REQUEST A: Reproduce, without any change, the lines of the listing starting at the line containing "Reviewer note. Confirm that each instance of the draped" and ending at the line containing "<point>187,15</point>", including both of those lines.

GIVEN TEXT:
- - - - -

A significant downturn in the U.S. securities markets has been occurring since March 2000, resulting in industry-wide declines in transaction
volume. The decrease in transaction volume has been more significant for us with respect to our less active customers, increasing our
dependence on our more active Power E*TRADE and E*TRADE Professional Trading customers who receive more favorable pricing based on
their transaction volume. Decreases in volumes, as well as securities prices, are also typically associated with a decrease in margin borrowing.
Because we generate revenue from interest charged on margin borrowing, such decreases result in a reduction of revenue to E*TRADE
Clearing. When transaction volume is low, our operating results are harmed in part because some of our overhead costs remain relatively fixed.
Downturns in the securities markets increase the credit risk associated with margin lending or stock loan transactions
We permit customers to purchase securities on margin. When the market declines rapidly, there is an increased risk that the value of the
collateral we hold in connection with these transactions could fall below the amount of a customer’ s indebtedness. Similarly, as part of our
broker-dealer operations, we frequently enter into arrangements with other broker-dealers for the lending of various securities. Under regulatory
guidelines, when we borrow or lend securities, we must generally simultaneously disburse or receive cash deposits. We may risk losses if there
are sharp changes in market values of many securities and the counter-parties to the borrowing and lending transactions fail to honor their
commitments. The recent downturn in public equity markets has led to a greater risk that parties to stock lending transactions may fail to meet
their commitments.
We may be unsuccessful in managing the effects of changes in interest rates and the interest-bearing assets in our portfolio
The results of operations for the Bank depend in large part upon the level of its net interest income, that is, the difference between interest
income from interest-earning assets (such as loans and mortgage-backed securities) and interest expense on interest-bearing liabilities (such as
deposits and borrowings). Changes in market interest rates and the yield curve could reduce the value of the Bank’ s financial assets and reduce
net interest income. Many factors affect interest rates, including governmental monetary policies and domestic and international economic and
political conditions.

- - - - -

MATERIAL SUPPLIED:
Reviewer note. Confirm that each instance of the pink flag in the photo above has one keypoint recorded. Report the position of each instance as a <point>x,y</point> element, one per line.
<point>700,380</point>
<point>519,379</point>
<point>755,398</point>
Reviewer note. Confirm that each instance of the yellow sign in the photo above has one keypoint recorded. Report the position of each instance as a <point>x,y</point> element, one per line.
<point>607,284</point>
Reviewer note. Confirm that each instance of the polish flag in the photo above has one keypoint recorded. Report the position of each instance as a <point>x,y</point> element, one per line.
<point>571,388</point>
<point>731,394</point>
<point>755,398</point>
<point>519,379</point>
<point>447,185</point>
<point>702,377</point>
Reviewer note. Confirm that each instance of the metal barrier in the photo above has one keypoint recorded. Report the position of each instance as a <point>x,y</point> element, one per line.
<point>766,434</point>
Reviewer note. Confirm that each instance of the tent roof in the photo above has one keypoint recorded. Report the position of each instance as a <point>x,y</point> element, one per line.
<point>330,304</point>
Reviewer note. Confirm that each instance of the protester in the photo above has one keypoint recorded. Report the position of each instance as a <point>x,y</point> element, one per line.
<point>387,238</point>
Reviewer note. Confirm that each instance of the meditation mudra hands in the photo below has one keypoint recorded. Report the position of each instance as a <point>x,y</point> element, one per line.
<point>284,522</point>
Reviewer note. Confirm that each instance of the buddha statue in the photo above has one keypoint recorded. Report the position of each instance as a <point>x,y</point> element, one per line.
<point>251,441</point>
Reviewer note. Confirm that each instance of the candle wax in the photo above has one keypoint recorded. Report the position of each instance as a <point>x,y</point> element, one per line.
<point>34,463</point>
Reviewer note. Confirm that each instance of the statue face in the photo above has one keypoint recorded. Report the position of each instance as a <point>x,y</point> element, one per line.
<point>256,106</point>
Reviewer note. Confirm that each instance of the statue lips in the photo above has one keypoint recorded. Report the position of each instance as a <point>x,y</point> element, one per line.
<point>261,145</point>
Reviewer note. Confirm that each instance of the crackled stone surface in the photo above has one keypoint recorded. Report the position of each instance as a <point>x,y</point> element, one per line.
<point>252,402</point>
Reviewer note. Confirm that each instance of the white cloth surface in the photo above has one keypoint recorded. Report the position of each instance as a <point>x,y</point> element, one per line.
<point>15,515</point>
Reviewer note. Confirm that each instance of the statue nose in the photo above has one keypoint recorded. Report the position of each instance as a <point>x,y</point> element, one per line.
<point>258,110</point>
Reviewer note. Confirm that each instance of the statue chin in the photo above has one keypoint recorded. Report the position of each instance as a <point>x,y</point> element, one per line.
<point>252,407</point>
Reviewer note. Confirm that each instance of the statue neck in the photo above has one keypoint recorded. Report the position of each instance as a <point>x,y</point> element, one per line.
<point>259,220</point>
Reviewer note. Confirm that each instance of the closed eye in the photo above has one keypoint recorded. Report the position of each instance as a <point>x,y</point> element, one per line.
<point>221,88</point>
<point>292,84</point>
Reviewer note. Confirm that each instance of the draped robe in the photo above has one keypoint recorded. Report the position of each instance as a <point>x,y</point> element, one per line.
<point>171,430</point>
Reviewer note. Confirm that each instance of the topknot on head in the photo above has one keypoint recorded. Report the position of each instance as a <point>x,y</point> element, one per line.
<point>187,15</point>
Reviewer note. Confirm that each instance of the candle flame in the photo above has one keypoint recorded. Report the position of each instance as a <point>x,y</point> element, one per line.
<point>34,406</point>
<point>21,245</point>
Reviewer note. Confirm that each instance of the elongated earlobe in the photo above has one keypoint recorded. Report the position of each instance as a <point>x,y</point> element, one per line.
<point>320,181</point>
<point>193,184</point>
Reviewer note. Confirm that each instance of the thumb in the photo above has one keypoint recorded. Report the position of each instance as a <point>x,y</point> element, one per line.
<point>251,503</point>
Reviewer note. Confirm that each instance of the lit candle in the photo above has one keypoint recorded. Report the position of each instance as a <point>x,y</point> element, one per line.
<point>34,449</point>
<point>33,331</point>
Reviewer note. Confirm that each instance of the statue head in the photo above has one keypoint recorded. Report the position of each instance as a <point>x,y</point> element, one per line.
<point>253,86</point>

- - - - -

REQUEST B: Resume the passage on securities-market and interest-rate risks, beginning after its final sentence.

RESULT A:
Reviewer note. Confirm that each instance of the draped robe in the photo above has one keypoint recorded. Report the position of each instance as a <point>x,y</point> element, one per line.
<point>171,430</point>
Reviewer note. Confirm that each instance of the topknot on head in the photo above has one keypoint recorded. Report the position of each instance as a <point>x,y</point> element, one per line.
<point>187,15</point>

RESULT B:
The Bank is exposed to interest rate risk in various ways, including the following:
As interest rates have declined, we have experienced increased demand for and revenues from mortgage loans. If interest rates increase,
we would expect a potentially significant decline in our mortgage business.
As part of its diversified portfolio of interest-bearing assets, the Bank holds a portfolio of corporate bonds. With the recent economic
downturn, there is an increased risk that some of these corporate bonds may become impaired before reaching maturity, or that they may
not realize their full principal value upon maturity, which could cause the Bank’ s portfolio to suffer impairment charges as losses are
realized.
The Bank attempts to mitigate interest rate risk in part by using derivative contracts that are designed to offset, in whole or in part, the
variability in value or cash flow of various assets or liabilities caused by changes in interest rates. There can be no assurances that these
derivative contracts will offer the intended protection against interest rate risk. SFAS No. 133, Accounting for Derivative Instruments and
Hedging Activities , which we adopted on October 1, 2000, requires that the hedge ineffectiveness, or the difference between the changes in
value of the hedged item versus the change in value of the hedging instruments, be recognized in earnings as of the reporting date. Our financial
results may prove to be more volatile due to this reporting requirement.
52
2003. EDGAR Online, Inc.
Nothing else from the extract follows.